__Stored rows__:
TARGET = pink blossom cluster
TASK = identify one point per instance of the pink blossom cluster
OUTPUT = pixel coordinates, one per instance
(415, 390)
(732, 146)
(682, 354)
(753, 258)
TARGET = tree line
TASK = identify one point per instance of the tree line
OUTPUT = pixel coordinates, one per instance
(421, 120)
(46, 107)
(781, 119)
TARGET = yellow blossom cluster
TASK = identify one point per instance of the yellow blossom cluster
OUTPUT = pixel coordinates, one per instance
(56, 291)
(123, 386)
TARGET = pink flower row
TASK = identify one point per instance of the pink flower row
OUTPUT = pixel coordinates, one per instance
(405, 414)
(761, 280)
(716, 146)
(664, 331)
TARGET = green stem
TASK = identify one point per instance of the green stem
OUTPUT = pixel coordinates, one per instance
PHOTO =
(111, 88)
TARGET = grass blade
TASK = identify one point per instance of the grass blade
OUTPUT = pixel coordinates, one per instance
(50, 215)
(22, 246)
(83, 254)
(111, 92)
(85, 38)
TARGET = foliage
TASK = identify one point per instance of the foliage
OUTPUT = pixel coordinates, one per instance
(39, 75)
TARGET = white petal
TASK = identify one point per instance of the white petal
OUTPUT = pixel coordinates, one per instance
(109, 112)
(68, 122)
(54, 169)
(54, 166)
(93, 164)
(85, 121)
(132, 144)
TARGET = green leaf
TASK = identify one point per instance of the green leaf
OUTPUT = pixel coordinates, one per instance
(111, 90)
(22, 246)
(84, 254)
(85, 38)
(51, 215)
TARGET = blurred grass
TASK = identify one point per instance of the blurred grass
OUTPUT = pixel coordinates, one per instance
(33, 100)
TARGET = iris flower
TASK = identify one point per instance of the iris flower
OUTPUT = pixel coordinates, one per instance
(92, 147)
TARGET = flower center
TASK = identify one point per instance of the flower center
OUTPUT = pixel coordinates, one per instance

__Exercise details__: Put every line of the items above into one numbered list, leaving out any blank lines.

__Solution__:
1. TARGET = pink blossom cluster
2. TASK = identify one point per instance of the pink blossom cluster
3. OUTPUT = pixel coordinates, one per instance
4. (415, 390)
5. (732, 146)
6. (682, 354)
7. (753, 258)
8. TARGET = tree line
9. TASK = identify one point per instance of the tree line
10. OUTPUT = pixel coordinates, one per instance
11. (421, 120)
12. (46, 107)
13. (781, 119)
14. TARGET = yellow blossom cluster
15. TASK = identify one point per instance of the yellow blossom cluster
16. OUTPUT = pixel coordinates, one per instance
17. (56, 291)
18. (123, 386)
19. TARGET = pink flower row
20. TASK = identify one point per instance of the pink flower row
21. OUTPUT = pixel coordinates, one per instance
22. (405, 414)
23. (761, 280)
24. (716, 146)
25. (664, 331)
26. TARGET = green stem
27. TASK = identify one point per instance of the green stem
28. OUTPUT = pixel coordinates, one per instance
29. PHOTO =
30. (111, 88)
31. TARGET = grass blade
32. TASK = identify one point per instance of the grass blade
33. OUTPUT = pixel coordinates, one per instance
34. (50, 215)
35. (22, 246)
36. (83, 254)
37. (111, 92)
38. (85, 38)
39. TARGET = foliage
40. TASK = identify one point per instance of the foliage
41. OUTPUT = pixel coordinates, one per instance
42. (39, 75)
43. TARGET = white petal
44. TASK = identify one point per instance of the white petal
45. OUTPUT = pixel coordinates, one per instance
46. (109, 112)
47. (68, 122)
48. (54, 169)
49. (54, 166)
50. (93, 164)
51. (85, 121)
52. (132, 144)
53. TARGET = green leaf
54. TASK = identify one point per instance of the green leaf
55. OUTPUT = pixel coordinates, one per instance
56. (111, 90)
57. (22, 246)
58. (84, 254)
59. (85, 38)
60. (51, 215)
61. TARGET = blurred grass
62. TASK = identify one point per instance of the blurred grass
63. OUTPUT = pixel coordinates, one per instance
64. (33, 100)
65. TARGET = iris flower
66. TASK = identify one point per instance of the iris flower
67. OUTPUT = pixel coordinates, one per instance
68. (92, 147)
69. TARGET = flower center
70. TASK = identify one point per instance of the flower center
71. OUTPUT = pixel coordinates, one per instance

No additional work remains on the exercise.